Task directions: Rewrite the rows below, replacing each occurrence of "agriculture scouting log" with "field survey record" and leaving all other text unchanged. Omit the pictures from your answer.

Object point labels

::::::

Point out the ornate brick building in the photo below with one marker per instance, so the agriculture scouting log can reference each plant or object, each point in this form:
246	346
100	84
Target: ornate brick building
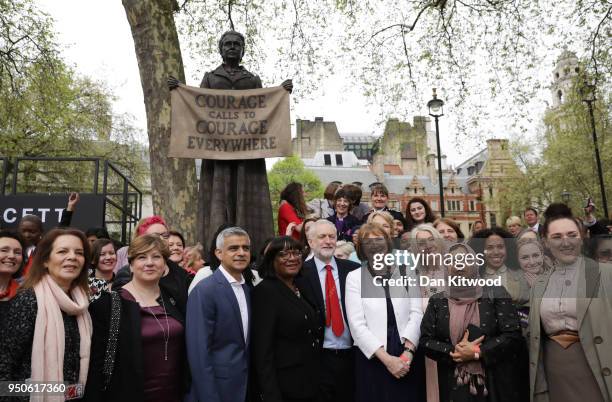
404	159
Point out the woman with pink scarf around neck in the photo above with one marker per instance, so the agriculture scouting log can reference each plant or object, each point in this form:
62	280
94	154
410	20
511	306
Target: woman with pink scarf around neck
473	334
47	333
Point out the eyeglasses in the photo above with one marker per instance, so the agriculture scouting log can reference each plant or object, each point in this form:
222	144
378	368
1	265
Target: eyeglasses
285	255
165	235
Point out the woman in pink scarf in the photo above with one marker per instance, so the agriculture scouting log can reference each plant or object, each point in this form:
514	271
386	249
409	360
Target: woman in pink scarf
486	364
47	334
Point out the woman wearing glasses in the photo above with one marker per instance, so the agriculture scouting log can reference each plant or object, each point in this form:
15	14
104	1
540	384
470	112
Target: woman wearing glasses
175	280
286	331
571	331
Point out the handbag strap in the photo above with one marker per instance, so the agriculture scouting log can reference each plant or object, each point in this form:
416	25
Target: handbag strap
111	346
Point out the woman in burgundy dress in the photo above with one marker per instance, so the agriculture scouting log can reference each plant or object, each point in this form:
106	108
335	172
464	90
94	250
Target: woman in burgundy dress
138	344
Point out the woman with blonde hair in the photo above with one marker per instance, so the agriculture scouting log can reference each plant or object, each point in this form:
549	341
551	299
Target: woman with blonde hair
514	225
384	219
429	243
47	332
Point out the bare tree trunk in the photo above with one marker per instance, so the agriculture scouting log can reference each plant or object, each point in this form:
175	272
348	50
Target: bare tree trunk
173	180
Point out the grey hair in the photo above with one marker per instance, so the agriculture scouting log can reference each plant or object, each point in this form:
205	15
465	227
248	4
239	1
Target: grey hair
232	231
312	232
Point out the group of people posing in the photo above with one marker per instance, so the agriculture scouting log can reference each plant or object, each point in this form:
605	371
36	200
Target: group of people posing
301	319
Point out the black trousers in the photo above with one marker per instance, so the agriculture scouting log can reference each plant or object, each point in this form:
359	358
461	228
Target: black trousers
337	375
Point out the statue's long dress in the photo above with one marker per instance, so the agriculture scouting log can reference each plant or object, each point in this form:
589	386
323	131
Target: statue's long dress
235	191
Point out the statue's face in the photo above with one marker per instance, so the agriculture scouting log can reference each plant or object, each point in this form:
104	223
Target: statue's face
231	47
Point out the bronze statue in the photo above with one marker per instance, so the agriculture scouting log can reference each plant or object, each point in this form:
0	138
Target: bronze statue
235	191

::::::

Response to this exercise:
Point out the ornate brick building in the photo below with one marker per instance, so the field survey record can reference each plant or object, each point in this form:
246	346
100	84
Target: ornate brick building
404	159
Point out the woman with pink scarf around neck in the photo above with one marker per instance, so the field survey record can reference each plant or object, each point in this form:
62	280
94	154
410	20
511	306
Target: woman with pink scarf around neck
473	334
47	333
Point out the eyeglasses in the photo above with one marker per instance, so the field survey record can reference each plant or object, each point in this form:
222	144
378	368
1	265
Target: eyeglasses
285	255
165	235
Point out the woman in pink scarf in the photo above with one marker per instance, so the field survey record can reference each plant or object, each point in this form:
514	271
386	249
409	360
Target: woman in pink scarf
486	364
47	334
Point out the woman wearing glasses in the photo above with one marker per instance, so the field survey record can reference each plant or object, each point in this form:
15	14
104	1
540	384
470	112
Target: woman wearing glasses
175	280
286	331
571	331
Point out the handbag strap in the photo above with one marker per instance, so the field survey record can reference each plant or object, each point in this form:
416	25
Target: handbag strap
111	346
Point out the woman in burgundy dress in the photo above with one marker per instance, so the field survey record can reference each plant or object, each point in this form:
106	108
335	172
464	90
94	250
Target: woman in burgundy dress
138	344
Point out the woman with blonde hair in the photo above with one marker per instance, so the field survey record can reference each plant or object, each point in this form:
549	341
551	299
Target: woman with blonde hair
514	225
384	219
429	243
47	332
Point out the bare tree trunk in the photo above with one marker per instance, so the field survey record can reference each plant or object, each point in this form:
175	272
348	50
Target: bare tree trunk
173	180
Point out the grey hair in the photo above with one marker per instance, so the field survey record can reference each plant or object, each point in this form:
205	15
465	227
248	4
239	1
Target: grey hair
232	231
312	232
Point out the group of people posing in the photo above with one marker per instance, so the field survey record can reference each plant or object, each point in this form:
605	371
36	200
Target: group of people posing
301	319
Point out the black trousers in the photo above with one marker per instance, so the field survey record can reference each plant or object, each point in this form:
359	358
461	228
Target: black trousers
337	375
Point out the statue's long dress in the photo above with one marker per instance, so the field survey record can reference each plant or object, each point in this form:
589	386
323	131
Target: statue's long dress
235	191
Point out the statue's face in the photo above with one marker per instance, so the field survey record can reference each plant or object, each point in this form:
104	223
Target: statue's face
231	47
Point out the bronze statue in the photo above with one marker per instance, so the field survey record can reference each plant or object, each point in this form:
0	138
Target: bronze statue
235	191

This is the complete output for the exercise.